= Textauszug =
···

Asylanerkennung wegen Verdachts der Unterstützung der Volksmudjahedin im Iran.

 

Schlagwörter: Iran, Oppositionelle, Regimegegner, Verdacht der Unterstützung, Volksmudjahedin, Glaubwürdigkeit, Ausreise, Grenzkontrollen, Pass, Fälschung, Todesstrafe, Strafverfolgung, Amnestie, Drittstaatenregelung, Reiseweg, Beweislast, Luftweg, Schlepper
Normen: GG Art. 16a Abs. 1; AufenthG § 60 Abs. 1; GG Art. 16a Abs. 2; AsylVfG § 26a; AsylVfG § 15 Abs. 1; AsylVfG § 15 Abs. 2; AsylVfG § 25 Abs. 1; AsylVfG § 30 Abs. 3 Nr. 5
Auszüge:

Asylanerkennung wegen Verdachts der Unterstützung der Volksmudjahedin im Iran.

(Leitsatz der Redaktion)

···

= Vorliegende Datensätze =

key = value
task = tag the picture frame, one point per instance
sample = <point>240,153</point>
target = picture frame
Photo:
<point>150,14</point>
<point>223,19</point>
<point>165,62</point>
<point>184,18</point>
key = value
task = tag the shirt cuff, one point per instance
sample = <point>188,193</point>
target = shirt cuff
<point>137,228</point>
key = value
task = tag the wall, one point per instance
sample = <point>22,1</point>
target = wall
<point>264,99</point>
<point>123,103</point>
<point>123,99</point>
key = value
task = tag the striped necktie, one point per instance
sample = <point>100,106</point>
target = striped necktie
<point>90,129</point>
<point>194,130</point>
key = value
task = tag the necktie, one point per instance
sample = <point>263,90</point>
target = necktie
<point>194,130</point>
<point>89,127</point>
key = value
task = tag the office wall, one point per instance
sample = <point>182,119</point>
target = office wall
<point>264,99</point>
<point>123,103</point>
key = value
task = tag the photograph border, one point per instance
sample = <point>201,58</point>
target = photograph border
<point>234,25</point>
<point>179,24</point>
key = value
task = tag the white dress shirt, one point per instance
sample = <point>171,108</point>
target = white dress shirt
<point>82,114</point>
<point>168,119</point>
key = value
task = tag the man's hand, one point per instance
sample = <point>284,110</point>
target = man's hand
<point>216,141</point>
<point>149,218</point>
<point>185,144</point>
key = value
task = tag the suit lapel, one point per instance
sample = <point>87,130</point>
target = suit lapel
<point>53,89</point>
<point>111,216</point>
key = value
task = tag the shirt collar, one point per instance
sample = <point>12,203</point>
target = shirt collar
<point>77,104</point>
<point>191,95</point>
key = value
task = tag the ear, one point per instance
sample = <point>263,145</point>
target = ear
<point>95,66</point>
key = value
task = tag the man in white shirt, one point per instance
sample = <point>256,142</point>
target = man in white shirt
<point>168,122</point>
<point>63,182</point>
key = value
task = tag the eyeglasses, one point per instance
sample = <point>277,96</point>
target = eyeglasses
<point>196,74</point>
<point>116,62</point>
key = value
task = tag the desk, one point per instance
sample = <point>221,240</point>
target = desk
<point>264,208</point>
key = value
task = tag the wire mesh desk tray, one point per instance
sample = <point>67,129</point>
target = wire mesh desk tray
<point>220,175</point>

···

= Aufgaben =
[a] Wegen welches Verdachts erfolgte laut dem Textauszug die Asylanerkennung?
[b] Gib den Teil der Datensätze, der mit deren erster Zeile beginnt und mit der Zeile endet, die „<point>116,62</point>“ enthält, einschließlich beider Grenzzeilen als nummerierte Liste ohne Leerzeilen wieder.
Der Textauszug und die Datensätze stehen in keinem Zusammenhang miteinander.

= Lösungen =
[a] Wegen des Verdachts der Unterstützung der Volksmudjahedin im Iran.

[b]
1. key = value
2. task = tag the picture frame, one point per instance
3. sample = <point>240,153</point>
4. target = picture frame
5. Photo:
6. <point>150,14</point>
7. <point>223,19</point>
8. <point>165,62</point>
9. <point>184,18</point>
10. key = value
11. task = tag the shirt cuff, one point per instance
12. sample = <point>188,193</point>
13. target = shirt cuff
14. <point>137,228</point>
15. key = value
16. task = tag the wall, one point per instance
17. sample = <point>22,1</point>
18. target = wall
19. <point>264,99</point>
20. <point>123,103</point>
21. <point>123,99</point>
22. key = value
23. task = tag the striped necktie, one point per instance
24. sample = <point>100,106</point>
25. target = striped necktie
26. <point>90,129</point>
27. <point>194,130</point>
28. key = value
29. task = tag the necktie, one point per instance
30. sample = <point>263,90</point>
31. target = necktie
32. <point>194,130</point>
33. <point>89,127</point>
34. key = value
35. task = tag the office wall, one point per instance
36. sample = <point>182,119</point>
37. target = office wall
38. <point>264,99</point>
39. <point>123,103</point>
40. key = value
41. task = tag the photograph border, one point per instance
42. sample = <point>201,58</point>
43. target = photograph border
44. <point>234,25</point>
45. <point>179,24</point>
46. key = value
47. task = tag the white dress shirt, one point per instance
48. sample = <point>171,108</point>
49. target = white dress shirt
50. <point>82,114</point>
51. <point>168,119</point>
52. key = value
53. task = tag the man's hand, one point per instance
54. sample = <point>284,110</point>
55. target = man's hand
56. <point>216,141</point>
57. <point>149,218</point>
58. <point>185,144</point>
59. key = value
60. task = tag the suit lapel, one point per instance
61. sample = <point>87,130</point>
62. target = suit lapel
63. <point>53,89</point>
64. <point>111,216</point>
65. key = value
66. task = tag the shirt collar, one point per instance
67. sample = <point>12,203</point>
68. target = shirt collar
69. <point>77,104</point>
70. <point>191,95</point>
71. key = value
72. task = tag the ear, one point per instance
73. sample = <point>263,145</point>
74. target = ear
75. <point>95,66</point>
76. key = value
77. task = tag the man in white shirt, one point per instance
78. sample = <point>256,142</point>
79. target = man in white shirt
80. <point>168,122</point>
81. <point>63,182</point>
82. key = value
83. task = tag the eyeglasses, one point per instance
84. sample = <point>277,96</point>
85. target = eyeglasses
86. <point>196,74</point>
87. <point>116,62</point>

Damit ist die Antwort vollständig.